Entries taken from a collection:

□ □ □ □ □

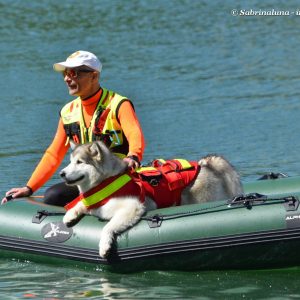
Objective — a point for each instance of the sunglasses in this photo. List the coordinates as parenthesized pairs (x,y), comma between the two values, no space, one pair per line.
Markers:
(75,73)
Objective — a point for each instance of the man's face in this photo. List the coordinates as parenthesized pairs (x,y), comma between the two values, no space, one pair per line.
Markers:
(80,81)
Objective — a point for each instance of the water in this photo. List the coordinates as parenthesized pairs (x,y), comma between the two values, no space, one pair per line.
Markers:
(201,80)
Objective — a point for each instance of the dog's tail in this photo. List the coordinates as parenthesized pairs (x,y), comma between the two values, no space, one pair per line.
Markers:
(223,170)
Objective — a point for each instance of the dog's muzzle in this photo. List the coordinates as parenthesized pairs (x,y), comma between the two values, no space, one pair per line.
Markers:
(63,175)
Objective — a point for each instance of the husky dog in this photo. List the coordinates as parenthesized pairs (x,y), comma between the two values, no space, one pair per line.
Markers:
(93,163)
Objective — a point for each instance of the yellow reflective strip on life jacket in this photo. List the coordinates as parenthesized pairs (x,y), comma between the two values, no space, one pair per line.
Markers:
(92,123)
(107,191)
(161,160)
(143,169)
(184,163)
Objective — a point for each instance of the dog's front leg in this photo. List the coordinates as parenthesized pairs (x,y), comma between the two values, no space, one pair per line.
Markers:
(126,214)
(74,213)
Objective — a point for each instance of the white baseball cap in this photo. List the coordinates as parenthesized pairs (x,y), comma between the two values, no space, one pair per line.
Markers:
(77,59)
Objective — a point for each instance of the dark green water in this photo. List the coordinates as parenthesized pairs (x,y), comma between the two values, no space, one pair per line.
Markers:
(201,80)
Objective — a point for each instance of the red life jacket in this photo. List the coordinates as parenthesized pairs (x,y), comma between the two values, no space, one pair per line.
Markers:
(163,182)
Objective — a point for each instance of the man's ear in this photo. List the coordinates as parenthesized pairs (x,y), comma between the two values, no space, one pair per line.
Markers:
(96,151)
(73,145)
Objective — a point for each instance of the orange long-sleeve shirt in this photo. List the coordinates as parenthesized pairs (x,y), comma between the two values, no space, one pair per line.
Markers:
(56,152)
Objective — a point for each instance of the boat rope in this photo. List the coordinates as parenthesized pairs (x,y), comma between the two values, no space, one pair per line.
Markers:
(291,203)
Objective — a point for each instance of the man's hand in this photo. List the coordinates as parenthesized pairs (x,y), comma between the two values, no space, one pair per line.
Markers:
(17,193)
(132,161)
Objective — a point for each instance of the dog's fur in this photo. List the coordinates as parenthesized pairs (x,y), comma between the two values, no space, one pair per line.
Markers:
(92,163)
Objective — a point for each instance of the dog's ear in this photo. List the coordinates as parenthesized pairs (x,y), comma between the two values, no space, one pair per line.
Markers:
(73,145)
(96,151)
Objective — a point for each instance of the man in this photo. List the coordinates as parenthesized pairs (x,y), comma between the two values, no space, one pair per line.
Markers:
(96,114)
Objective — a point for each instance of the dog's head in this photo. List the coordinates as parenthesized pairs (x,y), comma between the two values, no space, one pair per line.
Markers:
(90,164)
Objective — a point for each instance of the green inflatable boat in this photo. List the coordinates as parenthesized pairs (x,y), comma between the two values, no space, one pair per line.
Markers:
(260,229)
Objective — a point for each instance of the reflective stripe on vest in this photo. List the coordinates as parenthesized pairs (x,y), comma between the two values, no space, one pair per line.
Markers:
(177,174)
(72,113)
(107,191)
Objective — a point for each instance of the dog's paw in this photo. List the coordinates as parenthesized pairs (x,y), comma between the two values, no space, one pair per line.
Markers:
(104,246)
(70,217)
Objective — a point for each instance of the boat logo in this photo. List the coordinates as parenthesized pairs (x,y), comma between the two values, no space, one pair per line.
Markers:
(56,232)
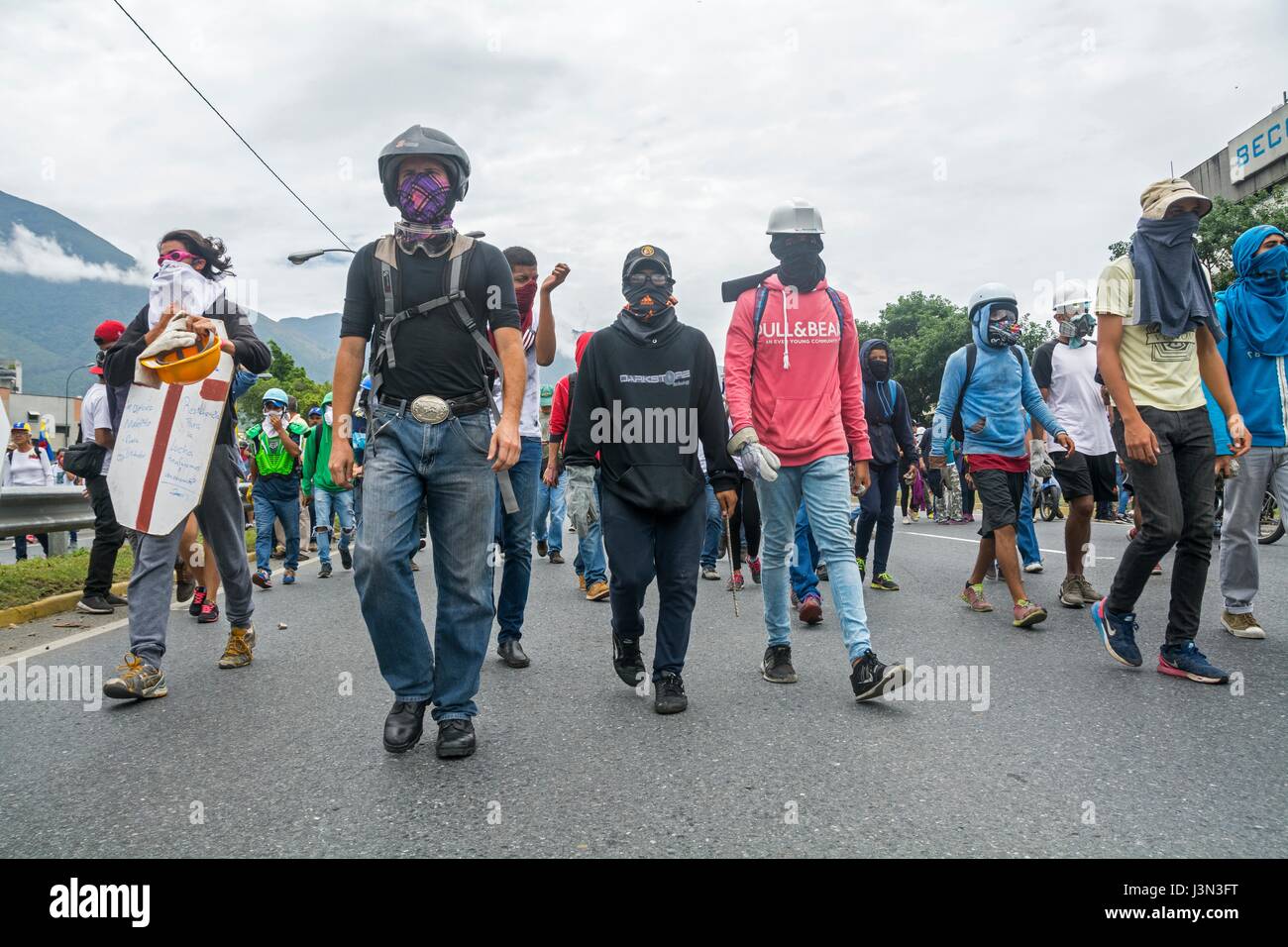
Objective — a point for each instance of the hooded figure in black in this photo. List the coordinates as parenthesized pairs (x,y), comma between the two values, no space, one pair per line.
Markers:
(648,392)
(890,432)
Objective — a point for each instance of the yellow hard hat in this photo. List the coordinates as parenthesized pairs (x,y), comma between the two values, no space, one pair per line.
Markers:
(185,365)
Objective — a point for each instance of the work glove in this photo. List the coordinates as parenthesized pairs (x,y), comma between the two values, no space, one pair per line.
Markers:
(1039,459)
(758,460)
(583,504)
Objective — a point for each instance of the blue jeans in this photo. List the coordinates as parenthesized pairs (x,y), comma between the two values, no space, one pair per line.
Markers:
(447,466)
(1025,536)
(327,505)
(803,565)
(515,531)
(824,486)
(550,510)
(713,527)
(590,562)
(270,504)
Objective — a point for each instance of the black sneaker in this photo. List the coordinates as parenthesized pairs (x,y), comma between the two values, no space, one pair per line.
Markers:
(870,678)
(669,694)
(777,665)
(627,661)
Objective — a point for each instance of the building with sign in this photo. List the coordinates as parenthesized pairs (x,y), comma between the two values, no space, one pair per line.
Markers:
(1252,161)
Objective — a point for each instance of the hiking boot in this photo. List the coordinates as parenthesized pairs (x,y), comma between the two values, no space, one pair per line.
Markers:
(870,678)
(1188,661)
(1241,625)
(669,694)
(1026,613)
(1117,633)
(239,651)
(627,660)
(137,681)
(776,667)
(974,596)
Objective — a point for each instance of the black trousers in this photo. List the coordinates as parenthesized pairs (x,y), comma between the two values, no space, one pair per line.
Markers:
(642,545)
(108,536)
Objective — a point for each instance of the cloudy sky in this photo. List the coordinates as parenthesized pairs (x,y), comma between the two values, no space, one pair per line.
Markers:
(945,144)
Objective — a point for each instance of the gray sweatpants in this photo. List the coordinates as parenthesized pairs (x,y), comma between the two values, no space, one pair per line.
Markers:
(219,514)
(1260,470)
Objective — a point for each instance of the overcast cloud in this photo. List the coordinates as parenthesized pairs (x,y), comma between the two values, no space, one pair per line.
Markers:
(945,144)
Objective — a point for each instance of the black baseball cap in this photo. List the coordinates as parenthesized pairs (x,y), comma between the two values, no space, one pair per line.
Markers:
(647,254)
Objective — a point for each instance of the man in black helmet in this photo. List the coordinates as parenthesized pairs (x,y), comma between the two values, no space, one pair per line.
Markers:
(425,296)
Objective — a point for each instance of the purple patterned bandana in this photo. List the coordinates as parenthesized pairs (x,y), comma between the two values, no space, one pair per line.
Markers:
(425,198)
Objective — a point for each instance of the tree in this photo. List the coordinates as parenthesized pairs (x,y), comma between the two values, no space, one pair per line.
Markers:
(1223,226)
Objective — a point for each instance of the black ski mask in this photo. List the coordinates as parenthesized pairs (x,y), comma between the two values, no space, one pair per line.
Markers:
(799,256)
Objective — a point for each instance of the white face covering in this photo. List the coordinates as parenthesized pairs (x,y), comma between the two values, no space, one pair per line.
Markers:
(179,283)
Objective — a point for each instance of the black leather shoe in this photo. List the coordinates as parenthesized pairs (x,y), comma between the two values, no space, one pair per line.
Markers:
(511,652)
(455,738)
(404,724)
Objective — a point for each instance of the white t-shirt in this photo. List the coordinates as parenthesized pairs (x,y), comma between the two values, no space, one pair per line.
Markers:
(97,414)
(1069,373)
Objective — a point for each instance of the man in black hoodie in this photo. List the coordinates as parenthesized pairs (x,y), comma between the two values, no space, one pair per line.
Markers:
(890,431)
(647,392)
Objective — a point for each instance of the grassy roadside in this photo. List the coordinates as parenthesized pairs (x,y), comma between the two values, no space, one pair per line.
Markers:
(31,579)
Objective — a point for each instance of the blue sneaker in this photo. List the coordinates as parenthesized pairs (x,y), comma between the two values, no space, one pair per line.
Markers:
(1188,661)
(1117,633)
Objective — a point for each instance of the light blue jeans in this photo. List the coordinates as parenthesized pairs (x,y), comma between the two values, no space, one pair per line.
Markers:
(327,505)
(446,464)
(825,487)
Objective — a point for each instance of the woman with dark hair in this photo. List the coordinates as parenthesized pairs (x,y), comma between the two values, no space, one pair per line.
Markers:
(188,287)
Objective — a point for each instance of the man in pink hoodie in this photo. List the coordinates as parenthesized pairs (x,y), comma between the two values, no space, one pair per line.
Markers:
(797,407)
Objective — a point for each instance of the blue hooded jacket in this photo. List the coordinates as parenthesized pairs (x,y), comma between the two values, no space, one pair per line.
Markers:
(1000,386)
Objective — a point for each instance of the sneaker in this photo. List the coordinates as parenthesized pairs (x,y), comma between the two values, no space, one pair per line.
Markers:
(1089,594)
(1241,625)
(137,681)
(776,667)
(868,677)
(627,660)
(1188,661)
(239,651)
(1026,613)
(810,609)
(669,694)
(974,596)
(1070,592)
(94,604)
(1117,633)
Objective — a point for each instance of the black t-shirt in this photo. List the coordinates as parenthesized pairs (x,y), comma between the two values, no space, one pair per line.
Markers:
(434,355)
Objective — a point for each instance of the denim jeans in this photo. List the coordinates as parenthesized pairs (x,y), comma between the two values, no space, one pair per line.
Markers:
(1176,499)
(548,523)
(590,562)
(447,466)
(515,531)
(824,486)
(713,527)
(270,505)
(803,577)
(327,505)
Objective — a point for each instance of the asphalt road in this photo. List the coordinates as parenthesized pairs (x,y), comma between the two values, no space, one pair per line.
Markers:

□ □ □ □ □

AIM OF THE EXERCISE:
Please state only the number of lines above that hold the string "boat".

WRITTEN RESPONSE:
3